Reproduce everything in the records below, from the line containing "target | water reflection" down to the line containing "column 285, row 150", with both of those lines included, and leave the pictures out of your answer.

------------------------------------------------

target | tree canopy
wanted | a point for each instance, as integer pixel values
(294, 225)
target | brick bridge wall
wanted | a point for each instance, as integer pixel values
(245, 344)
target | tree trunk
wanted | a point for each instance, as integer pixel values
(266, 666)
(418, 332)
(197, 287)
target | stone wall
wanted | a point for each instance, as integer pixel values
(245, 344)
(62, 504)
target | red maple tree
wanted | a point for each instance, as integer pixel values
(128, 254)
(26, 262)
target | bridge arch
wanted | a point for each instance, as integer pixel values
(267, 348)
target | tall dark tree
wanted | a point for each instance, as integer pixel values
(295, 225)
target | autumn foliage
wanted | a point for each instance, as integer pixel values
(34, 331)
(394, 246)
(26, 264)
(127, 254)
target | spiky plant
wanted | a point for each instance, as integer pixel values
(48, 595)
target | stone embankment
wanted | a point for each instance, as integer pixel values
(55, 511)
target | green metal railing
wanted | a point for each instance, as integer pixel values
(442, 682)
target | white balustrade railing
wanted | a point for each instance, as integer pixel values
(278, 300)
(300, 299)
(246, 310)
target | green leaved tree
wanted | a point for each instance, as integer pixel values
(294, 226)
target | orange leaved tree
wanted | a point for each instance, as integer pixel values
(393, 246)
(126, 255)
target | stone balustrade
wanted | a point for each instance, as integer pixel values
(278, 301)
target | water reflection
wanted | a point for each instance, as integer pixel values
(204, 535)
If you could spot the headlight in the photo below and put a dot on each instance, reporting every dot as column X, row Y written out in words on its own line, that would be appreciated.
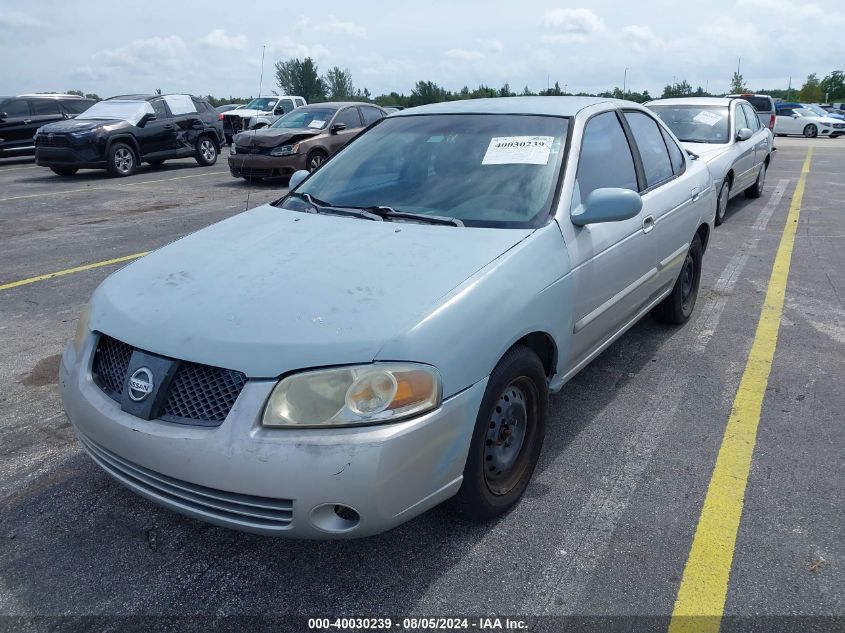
column 348, row 396
column 82, row 328
column 285, row 150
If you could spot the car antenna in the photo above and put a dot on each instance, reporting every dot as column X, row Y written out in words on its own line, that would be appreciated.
column 260, row 87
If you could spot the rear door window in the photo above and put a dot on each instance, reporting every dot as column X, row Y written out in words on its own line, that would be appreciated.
column 653, row 151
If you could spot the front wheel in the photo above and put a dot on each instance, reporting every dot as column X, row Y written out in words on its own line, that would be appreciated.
column 121, row 160
column 64, row 171
column 678, row 306
column 507, row 439
column 206, row 152
column 756, row 190
column 722, row 202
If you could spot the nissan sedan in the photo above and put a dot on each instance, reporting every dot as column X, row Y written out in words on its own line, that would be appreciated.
column 728, row 135
column 384, row 338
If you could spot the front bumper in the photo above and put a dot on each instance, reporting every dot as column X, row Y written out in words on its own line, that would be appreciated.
column 84, row 157
column 264, row 166
column 280, row 482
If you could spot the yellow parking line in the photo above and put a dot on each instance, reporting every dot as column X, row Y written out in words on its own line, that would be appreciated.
column 68, row 271
column 128, row 184
column 704, row 586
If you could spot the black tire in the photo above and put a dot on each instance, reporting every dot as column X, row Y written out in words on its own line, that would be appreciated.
column 513, row 410
column 64, row 171
column 205, row 151
column 677, row 308
column 121, row 160
column 316, row 158
column 756, row 190
column 722, row 202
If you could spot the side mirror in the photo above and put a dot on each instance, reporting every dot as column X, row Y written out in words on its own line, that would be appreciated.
column 609, row 204
column 297, row 178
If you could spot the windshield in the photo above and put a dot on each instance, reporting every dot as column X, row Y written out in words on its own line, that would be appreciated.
column 130, row 111
column 262, row 103
column 695, row 123
column 495, row 170
column 299, row 118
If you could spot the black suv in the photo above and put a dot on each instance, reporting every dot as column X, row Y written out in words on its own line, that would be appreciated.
column 21, row 116
column 119, row 133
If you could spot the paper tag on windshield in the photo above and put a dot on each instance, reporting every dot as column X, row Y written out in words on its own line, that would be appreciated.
column 518, row 150
column 707, row 117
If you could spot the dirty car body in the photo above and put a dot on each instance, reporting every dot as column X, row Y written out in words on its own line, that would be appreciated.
column 326, row 366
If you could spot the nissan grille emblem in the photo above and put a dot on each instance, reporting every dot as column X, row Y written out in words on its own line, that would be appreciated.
column 140, row 384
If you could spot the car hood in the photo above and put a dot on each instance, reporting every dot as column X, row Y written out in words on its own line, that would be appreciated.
column 707, row 151
column 76, row 125
column 272, row 136
column 270, row 290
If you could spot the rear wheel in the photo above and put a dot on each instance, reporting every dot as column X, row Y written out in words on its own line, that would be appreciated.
column 678, row 306
column 64, row 171
column 206, row 152
column 756, row 190
column 722, row 202
column 507, row 439
column 121, row 160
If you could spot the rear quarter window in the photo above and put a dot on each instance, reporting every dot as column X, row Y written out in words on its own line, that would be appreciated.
column 761, row 104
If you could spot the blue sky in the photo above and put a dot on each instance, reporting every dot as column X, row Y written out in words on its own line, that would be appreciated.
column 215, row 47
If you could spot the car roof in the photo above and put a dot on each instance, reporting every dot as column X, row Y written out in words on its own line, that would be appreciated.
column 713, row 101
column 549, row 106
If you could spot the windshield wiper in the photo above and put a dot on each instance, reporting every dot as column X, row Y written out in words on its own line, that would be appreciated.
column 321, row 206
column 389, row 212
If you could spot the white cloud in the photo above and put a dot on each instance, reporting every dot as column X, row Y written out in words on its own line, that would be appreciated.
column 464, row 55
column 338, row 27
column 148, row 56
column 285, row 47
column 19, row 20
column 217, row 38
column 571, row 25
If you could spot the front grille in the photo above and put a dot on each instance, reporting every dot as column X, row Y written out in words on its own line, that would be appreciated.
column 45, row 140
column 111, row 362
column 203, row 393
column 198, row 394
column 230, row 508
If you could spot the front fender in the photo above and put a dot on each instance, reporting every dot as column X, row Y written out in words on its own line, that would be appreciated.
column 527, row 289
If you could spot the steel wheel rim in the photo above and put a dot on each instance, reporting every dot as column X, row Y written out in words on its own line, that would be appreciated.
column 123, row 160
column 505, row 456
column 207, row 150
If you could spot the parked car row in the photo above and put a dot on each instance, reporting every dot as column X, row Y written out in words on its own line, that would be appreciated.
column 120, row 133
column 404, row 310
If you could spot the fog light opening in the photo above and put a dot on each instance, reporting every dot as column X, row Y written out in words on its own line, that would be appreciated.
column 335, row 517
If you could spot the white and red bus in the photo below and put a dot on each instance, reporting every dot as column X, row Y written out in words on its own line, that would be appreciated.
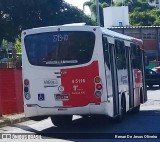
column 81, row 70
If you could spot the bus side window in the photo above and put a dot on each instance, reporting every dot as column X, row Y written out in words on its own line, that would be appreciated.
column 120, row 54
column 106, row 52
column 135, row 56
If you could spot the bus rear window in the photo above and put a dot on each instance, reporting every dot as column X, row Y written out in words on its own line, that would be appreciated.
column 64, row 48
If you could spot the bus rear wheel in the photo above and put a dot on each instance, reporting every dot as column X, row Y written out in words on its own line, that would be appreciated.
column 61, row 120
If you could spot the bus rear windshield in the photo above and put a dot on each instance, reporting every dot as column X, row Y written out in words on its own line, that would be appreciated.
column 64, row 48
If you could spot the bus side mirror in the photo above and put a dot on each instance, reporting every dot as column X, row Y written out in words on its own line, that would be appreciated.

------------------------------------------------

• **Exercise answer**
target | water reflection
wanted | a point for each instance, as integer pixel values
(204, 535)
If you could spot the headlight in the photo below and put a dot on each instance, reporting every dot as column X, row Y written out in words on its own line, that would be appreciated.
column 348, row 396
column 82, row 328
column 285, row 150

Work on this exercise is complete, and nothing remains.